Financial Executives International (FEI) presents:

26th Annual Current Financial Reporting Issues (CFRI)

November 12-13, 2007, Marriott Marquis, New York City

 

Financial Executive’s editors attended the two-day conference and have distilled some key points from several of the sessions. Obviously, this is only a small part of what those who attended the conference have learned. See also "KPMG Defining Issues: FEI Financial Reporting Conference" under "Other Summaries" below. 

 

DAY ONE

FEI President and CEO Michael P. Cangemi opened the Current Financial Reporting Issues conference remarking that “as 2008 looms, the entire subject of accounting standards seems to be somewhat in flux. FASB and IASB are working closely with each other doing joint projects and working towards common standards, but the results aren’t yet fully discernable.”
Indeed, he added, “this uncertainty is compounding the concerns that preparers, [of financial statements] in general, have about resources.” As an example of pressure on resources, Cangemi noted, “Subject matter experts are required in many aspects of accounting – citing financial instruments, pensions, business combinations, among others.

Along with tight resources, he said, “the compliance burdens of Sarbanes-Oxley are still with us and it remains to be seen if [PCAOB’s] Auditing Standard No. 5. (AS5) will indeed present an improvement over its predecessor [AS2].”

Marsha L. Hunt, vice president and corporate controller of Cummins Inc. and the 2007conference chair, welcomed those in attendance and gave an overview of the sessions that would be presented over the next two days.

The first general session, “FASB Update,” featured FASB Chairman Robert H. Herz, IASB Vice Chairman Thomas E. Jones and Russell Golden, director Technical Application and Implementation Activities for FASB, providing updates of key issues. The session was moderated by Gary Kabureck, vice president and chief accounting officer for Xerox Corp.

 

One sign of what’s going on with FASB/IASB, noted Herz, is that the two organizations are giving more presentations together about shared accounting standards, as well as working on more joint projects. The duo of Herz and Jones has been speaking in the world’s major markets – about progress of reaching their “ultimate goal of a single set of high quality standards around the world.”

[Recorded data]

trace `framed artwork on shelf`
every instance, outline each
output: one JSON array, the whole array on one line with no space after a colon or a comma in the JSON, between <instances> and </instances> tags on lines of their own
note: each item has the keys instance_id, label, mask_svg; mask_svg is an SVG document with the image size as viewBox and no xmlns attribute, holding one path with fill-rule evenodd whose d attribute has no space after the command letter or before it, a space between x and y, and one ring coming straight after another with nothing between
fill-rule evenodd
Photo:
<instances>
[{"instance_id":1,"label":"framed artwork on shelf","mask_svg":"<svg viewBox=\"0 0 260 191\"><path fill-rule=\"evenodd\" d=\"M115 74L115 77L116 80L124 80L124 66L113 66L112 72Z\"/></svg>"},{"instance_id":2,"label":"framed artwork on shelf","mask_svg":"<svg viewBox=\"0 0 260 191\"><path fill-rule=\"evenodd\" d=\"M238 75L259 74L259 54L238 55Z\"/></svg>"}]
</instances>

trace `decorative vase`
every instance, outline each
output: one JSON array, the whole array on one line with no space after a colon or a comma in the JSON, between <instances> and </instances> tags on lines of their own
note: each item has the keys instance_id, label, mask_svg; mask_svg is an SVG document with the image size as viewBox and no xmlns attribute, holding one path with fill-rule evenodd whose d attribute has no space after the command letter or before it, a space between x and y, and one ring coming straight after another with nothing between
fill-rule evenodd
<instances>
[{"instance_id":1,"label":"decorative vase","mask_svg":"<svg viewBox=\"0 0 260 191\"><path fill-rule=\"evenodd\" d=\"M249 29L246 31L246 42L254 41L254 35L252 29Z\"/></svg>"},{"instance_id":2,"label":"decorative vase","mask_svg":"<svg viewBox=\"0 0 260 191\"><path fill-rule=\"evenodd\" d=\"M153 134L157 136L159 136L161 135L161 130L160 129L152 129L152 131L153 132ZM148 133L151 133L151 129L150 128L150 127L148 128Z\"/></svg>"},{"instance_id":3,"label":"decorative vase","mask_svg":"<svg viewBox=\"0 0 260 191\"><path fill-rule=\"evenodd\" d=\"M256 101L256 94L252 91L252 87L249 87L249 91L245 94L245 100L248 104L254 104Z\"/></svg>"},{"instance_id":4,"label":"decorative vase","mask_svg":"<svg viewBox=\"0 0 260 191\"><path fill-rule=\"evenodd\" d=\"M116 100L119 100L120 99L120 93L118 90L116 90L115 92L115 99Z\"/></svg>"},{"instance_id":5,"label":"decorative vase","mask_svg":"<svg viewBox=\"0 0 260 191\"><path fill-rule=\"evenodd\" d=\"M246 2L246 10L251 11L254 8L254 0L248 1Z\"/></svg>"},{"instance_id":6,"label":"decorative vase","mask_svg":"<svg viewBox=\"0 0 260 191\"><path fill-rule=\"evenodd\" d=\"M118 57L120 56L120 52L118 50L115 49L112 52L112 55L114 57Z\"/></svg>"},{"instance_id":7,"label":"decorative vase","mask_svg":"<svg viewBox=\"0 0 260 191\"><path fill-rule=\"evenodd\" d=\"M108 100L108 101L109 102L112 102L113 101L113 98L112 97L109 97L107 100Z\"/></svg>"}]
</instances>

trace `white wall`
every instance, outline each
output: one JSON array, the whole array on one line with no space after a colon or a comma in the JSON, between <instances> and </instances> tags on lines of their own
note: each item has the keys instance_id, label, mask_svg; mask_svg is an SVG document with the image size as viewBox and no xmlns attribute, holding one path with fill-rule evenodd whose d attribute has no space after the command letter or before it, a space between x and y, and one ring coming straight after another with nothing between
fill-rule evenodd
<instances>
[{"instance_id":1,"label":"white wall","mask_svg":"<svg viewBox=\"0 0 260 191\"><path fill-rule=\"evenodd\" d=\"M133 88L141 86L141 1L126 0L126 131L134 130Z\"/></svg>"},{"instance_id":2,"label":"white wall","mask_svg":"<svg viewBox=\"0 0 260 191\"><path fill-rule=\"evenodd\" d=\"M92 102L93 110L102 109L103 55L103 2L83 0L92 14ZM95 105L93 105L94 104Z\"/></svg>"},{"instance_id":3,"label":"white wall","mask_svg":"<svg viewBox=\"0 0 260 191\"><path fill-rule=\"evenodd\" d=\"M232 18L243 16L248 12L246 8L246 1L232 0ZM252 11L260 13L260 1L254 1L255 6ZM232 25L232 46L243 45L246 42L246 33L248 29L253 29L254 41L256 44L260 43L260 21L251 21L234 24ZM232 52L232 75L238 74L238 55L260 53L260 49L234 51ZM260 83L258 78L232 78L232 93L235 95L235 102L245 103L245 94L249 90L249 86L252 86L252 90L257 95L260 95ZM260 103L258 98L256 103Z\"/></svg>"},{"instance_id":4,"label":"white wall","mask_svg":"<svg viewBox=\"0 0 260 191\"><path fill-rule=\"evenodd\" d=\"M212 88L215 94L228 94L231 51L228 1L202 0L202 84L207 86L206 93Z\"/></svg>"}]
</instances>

## WHAT THIS EXERCISE ASKS
A - Transcribe the conference summary, starting with "The first general" and going on through "for Xerox Corp.".
B - Name every person mentioned by name in the conference summary.
None of these items is needed for what is asked here.

## ANSWERS PER TASK
A -
The first general session, “FASB Update,” featured FASB Chairman Robert H. Herz, IASB Vice Chairman Thomas E. Jones and Russell Golden, director Technical Application and Implementation Activities for FASB, providing updates of key issues. The session was moderated by Gary Kabureck, vice president and chief accounting officer for Xerox Corp.

B -
Michael P. Cangemi
Marsha L. Hunt
Robert H. Herz
Thomas E. Jones
Russell Golden
Gary Kabureck